- To do -
Using the records below, copy out exactly the line that contains "belly with a point." and every line that follows it, up to and including the last, and no others.

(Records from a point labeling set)
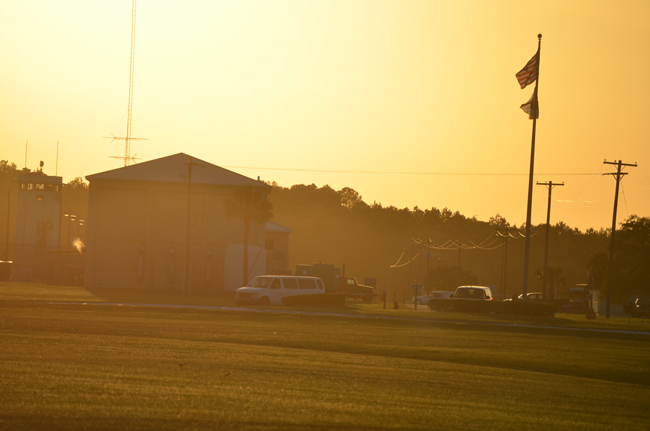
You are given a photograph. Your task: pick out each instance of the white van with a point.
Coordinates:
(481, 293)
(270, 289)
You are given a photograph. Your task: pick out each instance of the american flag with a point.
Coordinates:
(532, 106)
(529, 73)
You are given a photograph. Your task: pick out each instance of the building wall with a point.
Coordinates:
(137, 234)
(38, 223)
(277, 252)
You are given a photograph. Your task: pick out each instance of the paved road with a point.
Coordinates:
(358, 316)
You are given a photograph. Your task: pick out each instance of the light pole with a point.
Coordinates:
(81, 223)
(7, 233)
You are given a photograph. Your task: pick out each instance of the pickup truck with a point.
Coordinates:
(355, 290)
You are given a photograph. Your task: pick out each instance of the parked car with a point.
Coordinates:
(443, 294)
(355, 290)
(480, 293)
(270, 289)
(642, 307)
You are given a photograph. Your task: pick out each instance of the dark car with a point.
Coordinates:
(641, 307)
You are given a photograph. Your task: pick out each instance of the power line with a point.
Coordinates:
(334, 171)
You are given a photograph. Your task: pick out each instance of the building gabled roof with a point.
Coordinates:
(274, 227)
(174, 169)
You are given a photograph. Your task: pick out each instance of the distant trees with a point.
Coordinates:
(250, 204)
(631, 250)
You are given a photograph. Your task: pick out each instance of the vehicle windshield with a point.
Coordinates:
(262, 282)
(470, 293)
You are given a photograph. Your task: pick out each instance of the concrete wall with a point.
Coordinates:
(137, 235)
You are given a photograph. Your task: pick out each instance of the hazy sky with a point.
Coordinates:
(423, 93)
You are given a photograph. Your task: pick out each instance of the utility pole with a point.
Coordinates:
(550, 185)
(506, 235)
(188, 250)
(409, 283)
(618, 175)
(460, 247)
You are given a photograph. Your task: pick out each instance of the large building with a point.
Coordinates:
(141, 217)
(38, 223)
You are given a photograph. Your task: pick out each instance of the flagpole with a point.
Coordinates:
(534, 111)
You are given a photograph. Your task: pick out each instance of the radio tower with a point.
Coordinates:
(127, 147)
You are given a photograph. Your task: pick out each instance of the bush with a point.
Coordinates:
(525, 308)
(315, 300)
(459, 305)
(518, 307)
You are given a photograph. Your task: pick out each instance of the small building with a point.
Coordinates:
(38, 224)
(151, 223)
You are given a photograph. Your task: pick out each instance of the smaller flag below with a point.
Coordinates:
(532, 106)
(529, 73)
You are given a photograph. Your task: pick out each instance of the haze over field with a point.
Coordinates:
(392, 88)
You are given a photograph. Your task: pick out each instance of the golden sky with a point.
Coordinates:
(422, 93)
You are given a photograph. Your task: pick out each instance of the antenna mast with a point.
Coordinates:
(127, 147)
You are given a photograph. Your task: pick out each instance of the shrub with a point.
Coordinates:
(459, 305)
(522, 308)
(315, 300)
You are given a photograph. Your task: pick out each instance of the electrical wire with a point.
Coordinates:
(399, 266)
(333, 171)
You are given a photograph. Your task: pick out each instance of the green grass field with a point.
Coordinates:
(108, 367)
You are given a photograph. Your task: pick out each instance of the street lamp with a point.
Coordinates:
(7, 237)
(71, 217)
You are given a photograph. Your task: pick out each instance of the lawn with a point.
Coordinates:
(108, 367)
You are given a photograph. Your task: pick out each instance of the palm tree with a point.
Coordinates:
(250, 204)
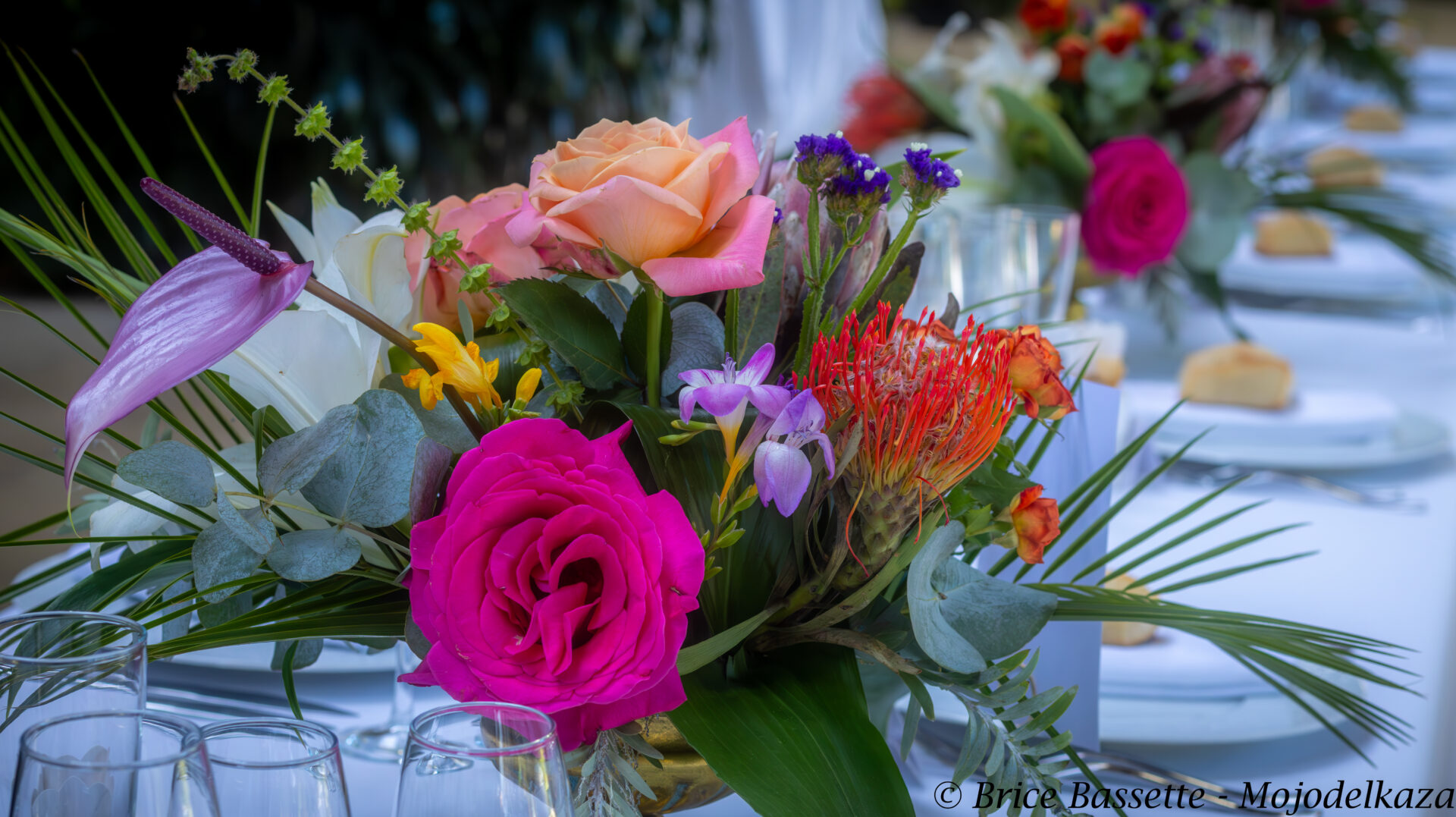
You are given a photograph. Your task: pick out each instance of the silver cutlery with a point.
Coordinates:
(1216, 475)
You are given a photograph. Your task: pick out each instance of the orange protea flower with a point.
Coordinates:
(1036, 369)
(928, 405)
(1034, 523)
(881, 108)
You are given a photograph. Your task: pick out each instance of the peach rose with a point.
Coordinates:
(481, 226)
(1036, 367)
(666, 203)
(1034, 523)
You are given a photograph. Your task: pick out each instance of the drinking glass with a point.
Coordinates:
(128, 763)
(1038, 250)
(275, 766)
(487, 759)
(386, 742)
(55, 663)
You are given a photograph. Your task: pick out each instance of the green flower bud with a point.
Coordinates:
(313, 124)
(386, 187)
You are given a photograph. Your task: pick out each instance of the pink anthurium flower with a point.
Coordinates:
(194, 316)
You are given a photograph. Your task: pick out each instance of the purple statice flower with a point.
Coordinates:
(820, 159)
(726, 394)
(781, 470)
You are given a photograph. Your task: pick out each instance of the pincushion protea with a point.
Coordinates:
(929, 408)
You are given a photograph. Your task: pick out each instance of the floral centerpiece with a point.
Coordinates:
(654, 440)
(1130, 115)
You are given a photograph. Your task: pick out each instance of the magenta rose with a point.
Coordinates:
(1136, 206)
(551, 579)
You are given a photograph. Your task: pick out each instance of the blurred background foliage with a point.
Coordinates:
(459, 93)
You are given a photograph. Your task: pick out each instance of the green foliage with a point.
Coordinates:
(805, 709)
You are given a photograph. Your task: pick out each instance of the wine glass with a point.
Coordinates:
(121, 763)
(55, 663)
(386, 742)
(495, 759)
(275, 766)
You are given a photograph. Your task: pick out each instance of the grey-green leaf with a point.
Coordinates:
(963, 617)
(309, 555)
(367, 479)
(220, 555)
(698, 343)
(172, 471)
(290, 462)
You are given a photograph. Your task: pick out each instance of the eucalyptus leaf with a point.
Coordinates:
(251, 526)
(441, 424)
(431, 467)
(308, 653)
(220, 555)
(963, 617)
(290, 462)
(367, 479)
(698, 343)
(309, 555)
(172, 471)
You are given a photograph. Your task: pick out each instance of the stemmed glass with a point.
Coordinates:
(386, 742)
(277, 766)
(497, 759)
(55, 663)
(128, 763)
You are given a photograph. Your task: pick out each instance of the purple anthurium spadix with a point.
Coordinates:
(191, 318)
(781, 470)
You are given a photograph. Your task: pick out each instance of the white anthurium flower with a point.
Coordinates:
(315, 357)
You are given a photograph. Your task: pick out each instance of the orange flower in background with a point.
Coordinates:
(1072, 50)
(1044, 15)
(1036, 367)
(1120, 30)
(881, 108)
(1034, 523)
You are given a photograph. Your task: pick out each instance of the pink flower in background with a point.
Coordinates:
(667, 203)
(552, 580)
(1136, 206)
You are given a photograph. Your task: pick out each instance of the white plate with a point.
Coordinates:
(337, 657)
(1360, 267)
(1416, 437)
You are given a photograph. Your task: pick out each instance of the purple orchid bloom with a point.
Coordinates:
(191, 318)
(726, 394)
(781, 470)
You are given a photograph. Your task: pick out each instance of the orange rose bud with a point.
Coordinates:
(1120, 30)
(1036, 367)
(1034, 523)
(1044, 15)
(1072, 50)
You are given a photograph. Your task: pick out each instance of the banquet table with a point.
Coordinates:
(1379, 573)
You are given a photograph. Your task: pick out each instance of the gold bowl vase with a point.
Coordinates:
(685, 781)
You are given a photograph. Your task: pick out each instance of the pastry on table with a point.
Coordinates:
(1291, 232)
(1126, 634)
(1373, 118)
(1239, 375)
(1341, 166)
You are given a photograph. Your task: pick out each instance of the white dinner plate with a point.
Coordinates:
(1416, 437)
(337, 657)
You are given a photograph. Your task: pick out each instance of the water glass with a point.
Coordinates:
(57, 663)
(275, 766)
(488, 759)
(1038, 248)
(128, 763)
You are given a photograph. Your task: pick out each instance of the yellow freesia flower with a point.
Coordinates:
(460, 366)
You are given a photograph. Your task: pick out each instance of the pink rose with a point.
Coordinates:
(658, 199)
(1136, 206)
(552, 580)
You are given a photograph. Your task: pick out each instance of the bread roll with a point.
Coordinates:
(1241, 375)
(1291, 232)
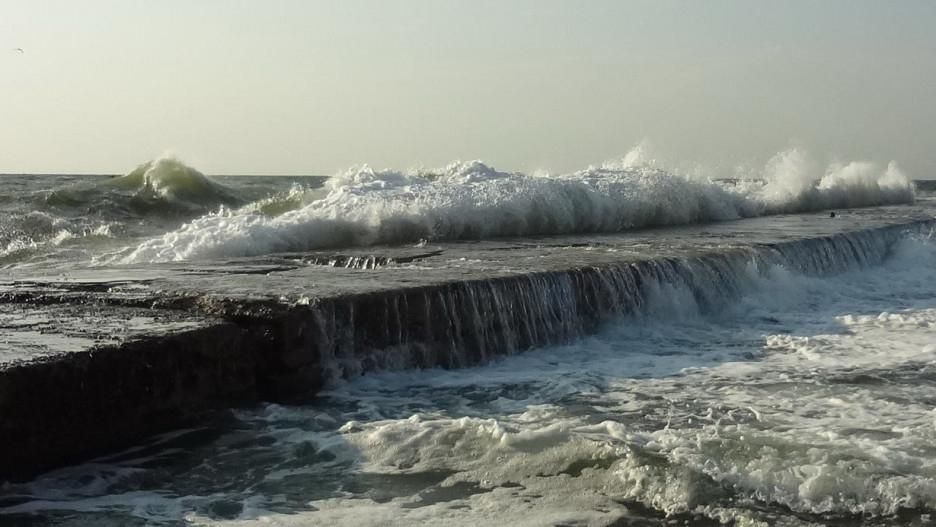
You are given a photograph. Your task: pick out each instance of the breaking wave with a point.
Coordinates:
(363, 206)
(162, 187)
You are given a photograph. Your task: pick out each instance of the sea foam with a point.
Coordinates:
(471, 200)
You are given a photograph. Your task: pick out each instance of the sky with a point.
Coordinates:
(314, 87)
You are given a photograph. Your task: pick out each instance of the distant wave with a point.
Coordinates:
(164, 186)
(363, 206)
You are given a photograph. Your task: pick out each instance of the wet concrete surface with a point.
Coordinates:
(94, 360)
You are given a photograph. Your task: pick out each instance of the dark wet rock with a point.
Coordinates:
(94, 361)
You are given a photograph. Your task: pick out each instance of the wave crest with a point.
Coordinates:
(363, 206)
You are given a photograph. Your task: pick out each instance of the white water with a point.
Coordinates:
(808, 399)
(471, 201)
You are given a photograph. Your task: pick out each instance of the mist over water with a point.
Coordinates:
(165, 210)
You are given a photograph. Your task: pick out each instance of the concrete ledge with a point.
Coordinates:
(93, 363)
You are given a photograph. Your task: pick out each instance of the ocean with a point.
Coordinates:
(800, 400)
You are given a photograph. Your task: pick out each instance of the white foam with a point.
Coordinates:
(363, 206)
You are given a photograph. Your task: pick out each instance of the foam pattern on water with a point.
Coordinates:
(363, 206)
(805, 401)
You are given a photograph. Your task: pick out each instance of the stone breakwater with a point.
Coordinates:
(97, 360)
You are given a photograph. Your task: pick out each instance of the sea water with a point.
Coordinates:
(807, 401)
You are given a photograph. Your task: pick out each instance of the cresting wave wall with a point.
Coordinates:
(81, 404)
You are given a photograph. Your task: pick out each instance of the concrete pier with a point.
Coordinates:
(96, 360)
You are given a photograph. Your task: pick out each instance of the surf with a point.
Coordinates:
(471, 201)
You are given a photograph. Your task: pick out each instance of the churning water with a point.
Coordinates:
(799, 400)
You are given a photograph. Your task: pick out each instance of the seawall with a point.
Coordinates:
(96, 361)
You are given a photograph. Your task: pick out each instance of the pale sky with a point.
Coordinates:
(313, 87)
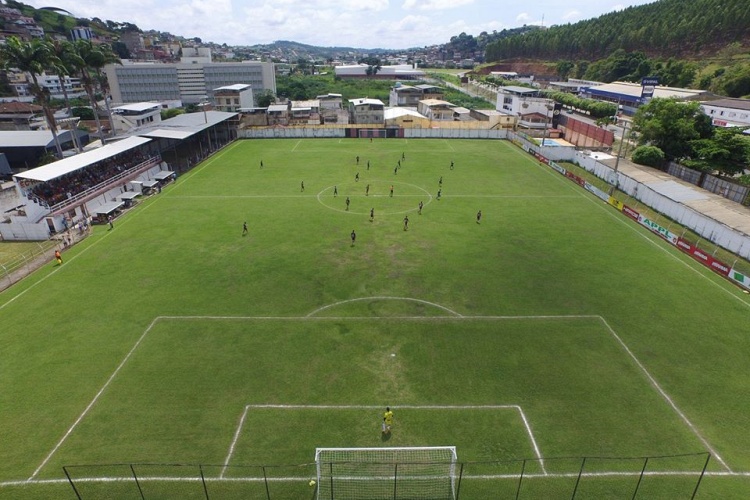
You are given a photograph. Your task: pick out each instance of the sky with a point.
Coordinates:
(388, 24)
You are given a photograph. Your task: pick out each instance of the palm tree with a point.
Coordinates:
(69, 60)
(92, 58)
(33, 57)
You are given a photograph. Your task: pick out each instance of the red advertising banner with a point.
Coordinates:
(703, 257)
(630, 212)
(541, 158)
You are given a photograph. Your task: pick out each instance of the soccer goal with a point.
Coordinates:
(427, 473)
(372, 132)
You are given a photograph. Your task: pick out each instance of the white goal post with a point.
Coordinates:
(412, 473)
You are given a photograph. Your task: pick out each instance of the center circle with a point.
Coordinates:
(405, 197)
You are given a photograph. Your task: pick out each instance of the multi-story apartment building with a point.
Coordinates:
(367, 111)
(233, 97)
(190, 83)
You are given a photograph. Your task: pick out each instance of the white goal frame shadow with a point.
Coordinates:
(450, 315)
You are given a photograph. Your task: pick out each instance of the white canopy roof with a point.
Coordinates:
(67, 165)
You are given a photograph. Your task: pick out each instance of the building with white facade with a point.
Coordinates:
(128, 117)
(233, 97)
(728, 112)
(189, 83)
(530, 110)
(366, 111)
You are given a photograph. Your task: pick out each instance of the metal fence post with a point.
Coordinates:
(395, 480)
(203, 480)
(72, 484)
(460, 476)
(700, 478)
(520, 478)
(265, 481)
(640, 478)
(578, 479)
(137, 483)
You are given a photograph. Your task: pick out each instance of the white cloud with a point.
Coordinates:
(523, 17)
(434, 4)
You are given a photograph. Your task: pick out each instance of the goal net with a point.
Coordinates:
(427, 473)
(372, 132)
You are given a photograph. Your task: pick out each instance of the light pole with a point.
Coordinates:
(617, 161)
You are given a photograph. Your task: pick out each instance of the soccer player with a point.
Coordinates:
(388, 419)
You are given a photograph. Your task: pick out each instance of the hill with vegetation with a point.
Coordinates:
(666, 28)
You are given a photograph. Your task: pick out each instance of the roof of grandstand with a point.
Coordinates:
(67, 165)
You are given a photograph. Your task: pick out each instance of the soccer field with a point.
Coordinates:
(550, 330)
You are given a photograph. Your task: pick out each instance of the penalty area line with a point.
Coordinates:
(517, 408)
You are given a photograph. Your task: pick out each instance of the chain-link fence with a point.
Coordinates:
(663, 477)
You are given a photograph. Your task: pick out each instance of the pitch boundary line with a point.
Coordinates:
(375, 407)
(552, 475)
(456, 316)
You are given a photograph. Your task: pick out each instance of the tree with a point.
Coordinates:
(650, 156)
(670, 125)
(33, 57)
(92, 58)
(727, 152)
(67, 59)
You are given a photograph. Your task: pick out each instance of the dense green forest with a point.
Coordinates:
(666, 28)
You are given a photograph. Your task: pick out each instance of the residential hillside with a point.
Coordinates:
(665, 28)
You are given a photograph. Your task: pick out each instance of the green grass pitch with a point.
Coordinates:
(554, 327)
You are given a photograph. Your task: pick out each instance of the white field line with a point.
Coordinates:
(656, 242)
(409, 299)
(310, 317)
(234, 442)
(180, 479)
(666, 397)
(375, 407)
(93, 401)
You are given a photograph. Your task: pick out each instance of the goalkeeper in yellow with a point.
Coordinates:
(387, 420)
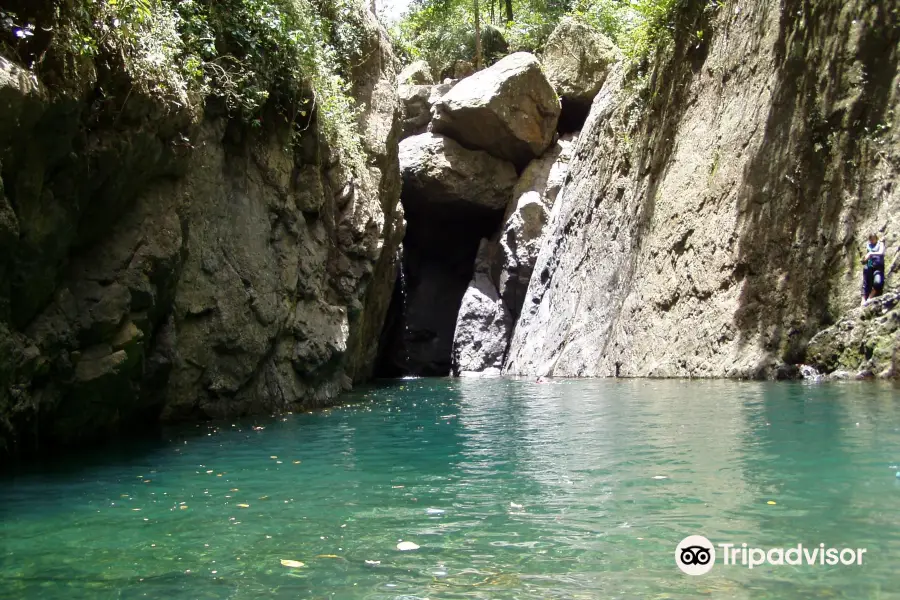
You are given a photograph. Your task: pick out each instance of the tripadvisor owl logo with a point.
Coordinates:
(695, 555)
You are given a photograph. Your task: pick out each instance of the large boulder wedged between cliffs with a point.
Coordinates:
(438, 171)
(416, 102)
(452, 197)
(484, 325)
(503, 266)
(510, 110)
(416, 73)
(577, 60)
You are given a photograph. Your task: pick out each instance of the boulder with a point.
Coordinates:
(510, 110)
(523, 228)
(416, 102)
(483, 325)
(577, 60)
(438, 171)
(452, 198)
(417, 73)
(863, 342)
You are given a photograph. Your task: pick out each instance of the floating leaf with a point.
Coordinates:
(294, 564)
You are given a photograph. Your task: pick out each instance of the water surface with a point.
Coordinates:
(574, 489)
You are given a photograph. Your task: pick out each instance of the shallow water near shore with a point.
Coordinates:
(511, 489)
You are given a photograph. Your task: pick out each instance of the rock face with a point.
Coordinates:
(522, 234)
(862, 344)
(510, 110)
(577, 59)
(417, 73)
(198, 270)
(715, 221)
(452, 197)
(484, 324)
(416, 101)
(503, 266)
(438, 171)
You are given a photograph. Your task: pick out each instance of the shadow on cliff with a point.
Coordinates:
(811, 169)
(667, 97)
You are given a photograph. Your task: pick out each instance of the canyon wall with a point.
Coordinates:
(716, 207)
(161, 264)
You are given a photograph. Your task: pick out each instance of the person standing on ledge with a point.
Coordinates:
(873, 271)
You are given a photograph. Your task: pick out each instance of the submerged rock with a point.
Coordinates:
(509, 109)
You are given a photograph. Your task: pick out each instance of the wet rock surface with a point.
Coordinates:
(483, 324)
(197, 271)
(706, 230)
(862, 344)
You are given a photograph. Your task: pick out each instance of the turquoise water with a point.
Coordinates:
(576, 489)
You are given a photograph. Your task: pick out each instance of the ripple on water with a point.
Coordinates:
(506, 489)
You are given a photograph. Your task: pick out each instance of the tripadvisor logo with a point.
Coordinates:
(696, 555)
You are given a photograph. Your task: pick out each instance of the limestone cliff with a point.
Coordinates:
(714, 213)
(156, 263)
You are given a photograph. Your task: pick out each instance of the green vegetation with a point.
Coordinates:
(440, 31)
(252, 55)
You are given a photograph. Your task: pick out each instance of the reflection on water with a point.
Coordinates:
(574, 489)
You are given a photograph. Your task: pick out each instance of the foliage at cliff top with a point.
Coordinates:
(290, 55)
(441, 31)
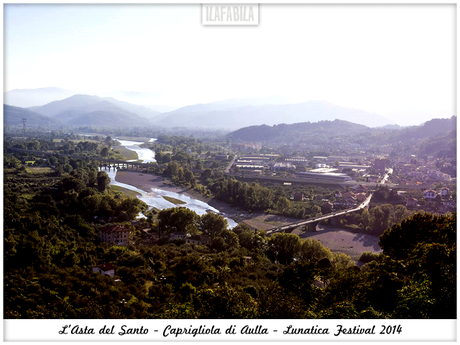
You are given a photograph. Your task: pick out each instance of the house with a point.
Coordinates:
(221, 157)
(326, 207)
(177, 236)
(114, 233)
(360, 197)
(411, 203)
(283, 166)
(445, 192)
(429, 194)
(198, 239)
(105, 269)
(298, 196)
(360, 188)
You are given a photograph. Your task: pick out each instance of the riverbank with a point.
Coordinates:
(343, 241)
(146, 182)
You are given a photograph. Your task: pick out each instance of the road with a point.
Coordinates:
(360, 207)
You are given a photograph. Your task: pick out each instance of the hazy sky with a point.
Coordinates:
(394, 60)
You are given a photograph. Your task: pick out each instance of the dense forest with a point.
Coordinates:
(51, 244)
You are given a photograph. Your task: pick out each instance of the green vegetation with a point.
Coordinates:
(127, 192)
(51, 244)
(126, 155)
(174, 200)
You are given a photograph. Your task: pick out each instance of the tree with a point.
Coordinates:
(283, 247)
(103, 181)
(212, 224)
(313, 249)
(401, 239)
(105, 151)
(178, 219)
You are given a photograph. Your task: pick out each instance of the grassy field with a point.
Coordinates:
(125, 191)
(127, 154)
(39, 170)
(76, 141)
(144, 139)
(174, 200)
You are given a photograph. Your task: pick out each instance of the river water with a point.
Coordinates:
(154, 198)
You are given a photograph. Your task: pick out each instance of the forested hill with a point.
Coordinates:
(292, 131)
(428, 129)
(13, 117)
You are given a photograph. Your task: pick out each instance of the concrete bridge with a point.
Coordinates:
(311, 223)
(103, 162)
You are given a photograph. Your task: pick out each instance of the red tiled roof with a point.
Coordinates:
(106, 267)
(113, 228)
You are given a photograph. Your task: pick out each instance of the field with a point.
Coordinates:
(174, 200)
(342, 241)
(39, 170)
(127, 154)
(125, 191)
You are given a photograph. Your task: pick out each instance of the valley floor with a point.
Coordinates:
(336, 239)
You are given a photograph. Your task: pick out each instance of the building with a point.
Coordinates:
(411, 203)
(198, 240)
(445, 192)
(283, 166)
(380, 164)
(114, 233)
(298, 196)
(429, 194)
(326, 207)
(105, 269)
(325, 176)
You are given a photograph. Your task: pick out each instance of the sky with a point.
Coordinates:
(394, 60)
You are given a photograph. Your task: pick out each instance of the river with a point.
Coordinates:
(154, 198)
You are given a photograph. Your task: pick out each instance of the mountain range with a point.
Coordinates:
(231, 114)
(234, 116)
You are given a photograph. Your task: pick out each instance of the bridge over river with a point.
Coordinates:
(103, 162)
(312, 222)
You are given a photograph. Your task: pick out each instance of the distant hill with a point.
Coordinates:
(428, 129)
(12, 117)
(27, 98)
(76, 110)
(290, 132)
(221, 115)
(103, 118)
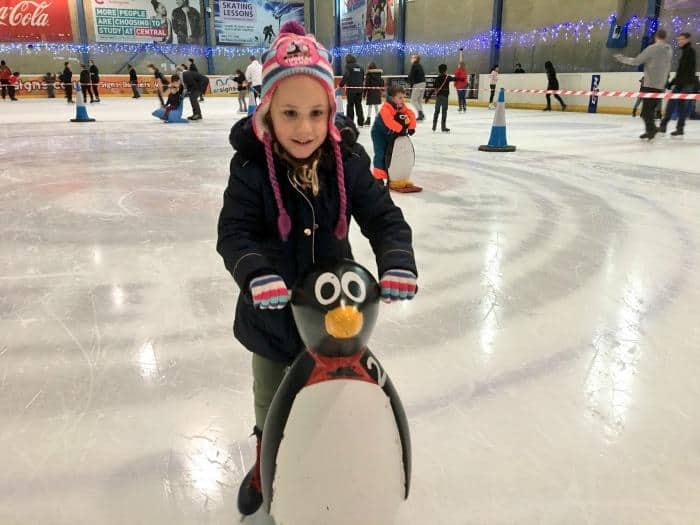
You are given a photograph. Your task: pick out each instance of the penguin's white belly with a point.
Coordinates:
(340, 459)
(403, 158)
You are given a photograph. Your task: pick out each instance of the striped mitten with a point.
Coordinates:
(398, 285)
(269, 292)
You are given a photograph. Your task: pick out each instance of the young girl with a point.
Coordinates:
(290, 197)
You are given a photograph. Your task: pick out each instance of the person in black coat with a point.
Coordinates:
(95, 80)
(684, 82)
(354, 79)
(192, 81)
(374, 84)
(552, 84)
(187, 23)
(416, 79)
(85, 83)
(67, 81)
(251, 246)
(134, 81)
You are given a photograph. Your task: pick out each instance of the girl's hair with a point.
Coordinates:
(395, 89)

- Solution to the problem -
You are given a photograph. Your task: pick out each instance of the penguin's white belly with a point.
Coordinates:
(340, 459)
(403, 158)
You are given a photograph. Your task: pick out each instance of the striped mitten with a point.
Coordinates:
(398, 285)
(269, 292)
You are given a photograph. Your task: pick out each instance of the young girl with a point.
Coordinates:
(290, 197)
You are given a photograph. Your task: pick out each instance of the person in black coat with a point.
Coordinates:
(95, 80)
(684, 82)
(354, 79)
(192, 81)
(374, 84)
(552, 84)
(187, 23)
(416, 79)
(85, 83)
(67, 81)
(251, 246)
(134, 81)
You are given a photograph. Your task: pick out each instance of the girl's hair with a point.
Coordinates:
(395, 89)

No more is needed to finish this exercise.